• Document passage:
^^^^

How Pot and Other Drugs Hurt LGBTQ People

June—Pride Month—is drawing to a close. And as usual, one of the most undertold stories about America’s LGBTQ community has gone untold for yet another year.  

Namely: How deeply and negatively drugs affect this marginalized community.  

Here’s a quick tour of some of the (very bad) data around LGBTQ people and this health disaster. 

For instance: 

Gay men are almost twice as likely to be past-month marijuana users as straight people, according to Department of Health and Human Services numbers 

Over one in three LGBTQ+ youth (34%) has reported past-year marijuana use, including 29% of LGBTQ+ youth under the age of 21, per Trevor Project data  

The Addiction Center states that approximately 42% of the LGBTQ+ population reported marijuana as their drug of choice. Meanwhile, the marijuana consensus among the general population is 19% 

LGBTQ youth who experienced “conversion therapy” are 25% more likely to report regular marijuana use; those who experience physical harm due to LGBTQ identity are 62% more likely to report regular marijuana use than those who did not, per the California Department of Public Health 

But it’s not just pot:  

According to the National Institute on Drug Abuse, 6.7% of LGBTQ+ individuals misused prescription opioids in 2020, almost twice the 3.6% of the general population with opioid misuse reports  

Columbia University published findings that gay men’s rate of illegal stimulant use was three times that of straight men 

The Trevor Project found that more than one in 10 (11%) of LGBTQ+ youth reported past-year use of a prescription drug that was not prescribed to them; Native/Indigenous LGBTQ youth are 144% more likely to report regular (daily or weekly) misuse of prescription drugs than White LGBTQ youth and Multiracial LGBTQ youth are 36% more likely to report regular prescription drug misuse than White LGBTQ youth 

Some people explain this as self-medication due to the stresses inflicted by marginal status; others, as the result of carefully targeted advertising campaigns from Big Marijuana.

^^^^

• Work order:
Name every organization that the article on drug use among LGBTQ people credits as a source for its statistics, listing each only once.

Dataset entries:
^^^^

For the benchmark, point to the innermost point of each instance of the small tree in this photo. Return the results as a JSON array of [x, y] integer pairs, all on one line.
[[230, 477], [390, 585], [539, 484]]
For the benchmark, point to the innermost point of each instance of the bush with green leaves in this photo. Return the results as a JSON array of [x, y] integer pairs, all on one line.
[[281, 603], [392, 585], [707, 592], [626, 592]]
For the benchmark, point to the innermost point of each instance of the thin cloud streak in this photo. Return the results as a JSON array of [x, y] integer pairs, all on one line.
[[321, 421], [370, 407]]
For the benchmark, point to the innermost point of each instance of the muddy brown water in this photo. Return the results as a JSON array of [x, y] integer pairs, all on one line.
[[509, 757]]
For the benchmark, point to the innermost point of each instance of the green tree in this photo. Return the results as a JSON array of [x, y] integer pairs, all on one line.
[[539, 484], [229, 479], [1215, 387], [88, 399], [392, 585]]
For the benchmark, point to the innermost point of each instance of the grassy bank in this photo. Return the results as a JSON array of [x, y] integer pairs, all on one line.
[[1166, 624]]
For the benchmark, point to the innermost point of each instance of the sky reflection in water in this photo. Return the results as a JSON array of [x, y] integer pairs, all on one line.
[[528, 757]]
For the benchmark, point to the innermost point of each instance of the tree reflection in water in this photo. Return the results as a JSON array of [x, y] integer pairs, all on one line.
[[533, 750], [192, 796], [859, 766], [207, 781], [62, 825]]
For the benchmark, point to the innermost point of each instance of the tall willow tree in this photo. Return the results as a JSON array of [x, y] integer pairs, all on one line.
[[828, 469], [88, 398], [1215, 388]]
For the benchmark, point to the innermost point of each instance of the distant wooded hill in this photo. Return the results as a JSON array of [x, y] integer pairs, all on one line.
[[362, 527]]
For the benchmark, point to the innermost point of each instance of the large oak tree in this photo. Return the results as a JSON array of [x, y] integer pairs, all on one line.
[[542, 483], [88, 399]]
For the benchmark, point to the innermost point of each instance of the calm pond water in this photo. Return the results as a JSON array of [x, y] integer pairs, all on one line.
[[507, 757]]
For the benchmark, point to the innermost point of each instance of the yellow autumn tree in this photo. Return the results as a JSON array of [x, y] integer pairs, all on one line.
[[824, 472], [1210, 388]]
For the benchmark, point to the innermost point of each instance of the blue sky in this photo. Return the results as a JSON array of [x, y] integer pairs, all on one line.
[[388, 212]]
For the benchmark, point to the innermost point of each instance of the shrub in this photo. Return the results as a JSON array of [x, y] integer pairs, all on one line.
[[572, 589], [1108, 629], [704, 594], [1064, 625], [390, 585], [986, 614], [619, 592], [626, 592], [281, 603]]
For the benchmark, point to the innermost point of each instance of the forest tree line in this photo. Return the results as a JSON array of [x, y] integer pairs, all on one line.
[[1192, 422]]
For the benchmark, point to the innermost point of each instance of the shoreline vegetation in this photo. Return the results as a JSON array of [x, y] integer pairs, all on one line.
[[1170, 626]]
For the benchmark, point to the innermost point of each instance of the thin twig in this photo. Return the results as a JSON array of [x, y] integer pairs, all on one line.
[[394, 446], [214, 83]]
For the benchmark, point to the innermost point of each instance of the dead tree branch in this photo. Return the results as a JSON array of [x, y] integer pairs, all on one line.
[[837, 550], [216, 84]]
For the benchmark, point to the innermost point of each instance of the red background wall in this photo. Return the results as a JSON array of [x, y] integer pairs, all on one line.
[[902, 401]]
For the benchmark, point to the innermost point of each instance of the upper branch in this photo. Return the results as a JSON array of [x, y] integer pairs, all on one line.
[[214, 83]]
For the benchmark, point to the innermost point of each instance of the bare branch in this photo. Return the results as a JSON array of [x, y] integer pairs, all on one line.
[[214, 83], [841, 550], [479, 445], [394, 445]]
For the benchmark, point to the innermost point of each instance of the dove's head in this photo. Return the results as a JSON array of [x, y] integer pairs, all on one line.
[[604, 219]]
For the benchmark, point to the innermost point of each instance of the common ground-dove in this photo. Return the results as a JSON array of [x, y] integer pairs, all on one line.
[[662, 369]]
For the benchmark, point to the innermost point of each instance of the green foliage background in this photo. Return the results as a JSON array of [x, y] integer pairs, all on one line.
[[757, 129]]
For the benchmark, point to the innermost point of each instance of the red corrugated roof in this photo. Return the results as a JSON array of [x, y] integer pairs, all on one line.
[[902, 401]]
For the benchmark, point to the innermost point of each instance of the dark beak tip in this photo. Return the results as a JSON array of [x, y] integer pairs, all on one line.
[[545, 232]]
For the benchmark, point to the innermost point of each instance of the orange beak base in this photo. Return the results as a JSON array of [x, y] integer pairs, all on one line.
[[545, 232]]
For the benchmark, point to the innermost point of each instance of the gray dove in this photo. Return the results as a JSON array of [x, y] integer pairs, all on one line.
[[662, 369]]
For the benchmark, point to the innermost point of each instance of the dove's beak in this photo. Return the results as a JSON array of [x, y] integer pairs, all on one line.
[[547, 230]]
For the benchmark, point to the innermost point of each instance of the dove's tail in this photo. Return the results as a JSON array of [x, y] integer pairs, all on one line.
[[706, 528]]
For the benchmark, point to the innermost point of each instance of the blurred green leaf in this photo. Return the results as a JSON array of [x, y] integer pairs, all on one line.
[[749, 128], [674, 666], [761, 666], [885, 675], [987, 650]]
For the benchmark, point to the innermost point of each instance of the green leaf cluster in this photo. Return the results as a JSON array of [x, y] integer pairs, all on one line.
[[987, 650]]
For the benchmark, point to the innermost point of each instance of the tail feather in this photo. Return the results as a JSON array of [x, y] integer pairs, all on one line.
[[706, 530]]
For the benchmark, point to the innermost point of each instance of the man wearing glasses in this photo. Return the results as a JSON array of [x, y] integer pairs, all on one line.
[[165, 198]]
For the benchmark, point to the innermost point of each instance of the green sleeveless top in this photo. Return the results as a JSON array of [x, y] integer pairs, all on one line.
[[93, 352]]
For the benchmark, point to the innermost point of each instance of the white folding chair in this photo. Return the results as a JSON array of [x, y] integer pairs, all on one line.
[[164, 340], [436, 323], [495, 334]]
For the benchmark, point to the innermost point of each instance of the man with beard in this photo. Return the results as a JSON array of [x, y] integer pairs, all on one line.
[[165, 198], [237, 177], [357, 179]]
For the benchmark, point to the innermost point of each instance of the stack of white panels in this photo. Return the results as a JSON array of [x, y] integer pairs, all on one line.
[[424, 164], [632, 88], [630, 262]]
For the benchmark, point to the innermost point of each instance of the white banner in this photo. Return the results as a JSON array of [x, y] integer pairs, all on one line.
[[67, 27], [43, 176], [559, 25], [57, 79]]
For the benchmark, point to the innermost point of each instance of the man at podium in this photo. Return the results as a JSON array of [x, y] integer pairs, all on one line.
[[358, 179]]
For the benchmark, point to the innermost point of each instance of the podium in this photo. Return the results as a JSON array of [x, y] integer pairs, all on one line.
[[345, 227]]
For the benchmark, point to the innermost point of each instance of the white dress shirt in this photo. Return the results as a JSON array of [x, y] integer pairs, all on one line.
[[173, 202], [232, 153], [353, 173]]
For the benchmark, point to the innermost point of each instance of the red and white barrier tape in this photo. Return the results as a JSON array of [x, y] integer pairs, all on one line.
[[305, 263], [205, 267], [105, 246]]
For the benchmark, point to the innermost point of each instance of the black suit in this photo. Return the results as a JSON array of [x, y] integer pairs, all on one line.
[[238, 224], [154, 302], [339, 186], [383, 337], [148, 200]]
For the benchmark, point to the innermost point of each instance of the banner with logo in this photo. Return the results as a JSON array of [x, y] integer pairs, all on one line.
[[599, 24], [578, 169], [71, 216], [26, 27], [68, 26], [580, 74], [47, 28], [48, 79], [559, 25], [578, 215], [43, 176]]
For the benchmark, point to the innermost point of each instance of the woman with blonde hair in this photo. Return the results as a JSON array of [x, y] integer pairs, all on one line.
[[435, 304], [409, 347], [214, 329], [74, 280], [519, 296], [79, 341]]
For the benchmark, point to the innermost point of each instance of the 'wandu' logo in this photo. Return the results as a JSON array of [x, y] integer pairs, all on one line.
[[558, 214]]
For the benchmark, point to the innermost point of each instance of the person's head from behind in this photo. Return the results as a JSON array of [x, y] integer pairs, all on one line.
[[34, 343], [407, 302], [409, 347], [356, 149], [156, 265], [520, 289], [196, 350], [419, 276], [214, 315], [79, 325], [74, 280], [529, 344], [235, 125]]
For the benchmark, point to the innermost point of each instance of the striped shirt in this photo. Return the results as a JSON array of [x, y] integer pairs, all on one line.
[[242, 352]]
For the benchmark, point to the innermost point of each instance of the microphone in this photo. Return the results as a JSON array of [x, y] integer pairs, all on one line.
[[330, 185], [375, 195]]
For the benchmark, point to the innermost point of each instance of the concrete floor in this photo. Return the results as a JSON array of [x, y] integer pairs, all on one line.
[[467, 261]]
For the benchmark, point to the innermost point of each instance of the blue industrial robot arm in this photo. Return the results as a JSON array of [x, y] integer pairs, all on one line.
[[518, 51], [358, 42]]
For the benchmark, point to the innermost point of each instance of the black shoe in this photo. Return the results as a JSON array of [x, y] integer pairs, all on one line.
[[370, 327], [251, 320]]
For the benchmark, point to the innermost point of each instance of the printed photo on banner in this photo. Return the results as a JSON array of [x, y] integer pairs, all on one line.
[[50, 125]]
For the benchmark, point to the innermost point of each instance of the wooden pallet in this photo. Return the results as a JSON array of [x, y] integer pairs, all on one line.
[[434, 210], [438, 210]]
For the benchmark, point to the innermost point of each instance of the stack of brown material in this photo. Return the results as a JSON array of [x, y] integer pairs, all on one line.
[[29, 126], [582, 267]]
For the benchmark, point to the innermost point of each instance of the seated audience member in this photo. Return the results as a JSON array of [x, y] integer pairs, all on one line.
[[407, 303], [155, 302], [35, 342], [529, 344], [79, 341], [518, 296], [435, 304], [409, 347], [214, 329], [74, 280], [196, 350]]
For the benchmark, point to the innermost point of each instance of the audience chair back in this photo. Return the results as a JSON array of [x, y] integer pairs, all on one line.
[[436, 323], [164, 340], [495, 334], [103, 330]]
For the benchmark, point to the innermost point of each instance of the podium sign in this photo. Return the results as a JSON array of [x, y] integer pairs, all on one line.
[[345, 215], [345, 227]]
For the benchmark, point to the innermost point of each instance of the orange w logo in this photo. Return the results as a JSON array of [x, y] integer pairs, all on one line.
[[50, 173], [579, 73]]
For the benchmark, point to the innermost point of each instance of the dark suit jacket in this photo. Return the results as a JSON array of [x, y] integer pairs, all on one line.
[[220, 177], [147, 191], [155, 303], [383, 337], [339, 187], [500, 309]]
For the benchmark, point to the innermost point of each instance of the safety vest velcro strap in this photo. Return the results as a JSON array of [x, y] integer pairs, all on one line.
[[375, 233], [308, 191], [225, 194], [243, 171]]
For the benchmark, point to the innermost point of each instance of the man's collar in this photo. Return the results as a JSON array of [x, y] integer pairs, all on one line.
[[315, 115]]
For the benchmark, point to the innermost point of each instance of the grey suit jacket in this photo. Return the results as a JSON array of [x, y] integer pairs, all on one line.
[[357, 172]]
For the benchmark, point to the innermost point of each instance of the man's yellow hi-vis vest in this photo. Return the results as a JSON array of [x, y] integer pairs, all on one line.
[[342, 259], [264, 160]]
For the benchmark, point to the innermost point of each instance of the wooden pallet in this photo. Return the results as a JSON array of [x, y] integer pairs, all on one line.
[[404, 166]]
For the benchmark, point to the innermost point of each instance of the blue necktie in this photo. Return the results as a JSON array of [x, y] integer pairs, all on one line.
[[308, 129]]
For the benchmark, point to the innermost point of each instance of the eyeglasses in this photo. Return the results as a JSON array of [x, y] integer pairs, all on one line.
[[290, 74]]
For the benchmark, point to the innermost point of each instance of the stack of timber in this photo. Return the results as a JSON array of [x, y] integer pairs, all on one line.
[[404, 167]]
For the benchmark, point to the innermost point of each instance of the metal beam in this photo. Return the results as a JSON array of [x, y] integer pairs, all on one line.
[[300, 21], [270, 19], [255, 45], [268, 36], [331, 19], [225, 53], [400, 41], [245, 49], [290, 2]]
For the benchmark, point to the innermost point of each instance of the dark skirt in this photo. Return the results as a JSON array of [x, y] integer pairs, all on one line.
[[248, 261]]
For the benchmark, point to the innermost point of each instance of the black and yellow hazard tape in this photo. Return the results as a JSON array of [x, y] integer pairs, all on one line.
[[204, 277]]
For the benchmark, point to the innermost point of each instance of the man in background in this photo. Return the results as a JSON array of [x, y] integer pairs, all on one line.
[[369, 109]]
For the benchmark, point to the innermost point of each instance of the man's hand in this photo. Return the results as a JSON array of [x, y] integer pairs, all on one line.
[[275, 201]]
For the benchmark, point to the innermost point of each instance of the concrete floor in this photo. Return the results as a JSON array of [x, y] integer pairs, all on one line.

^^^^

• Task result:
Department of Health and Human Services
Trevor Project
Addiction Center
California Department of Public Health
National Institute on Drug Abuse
Columbia University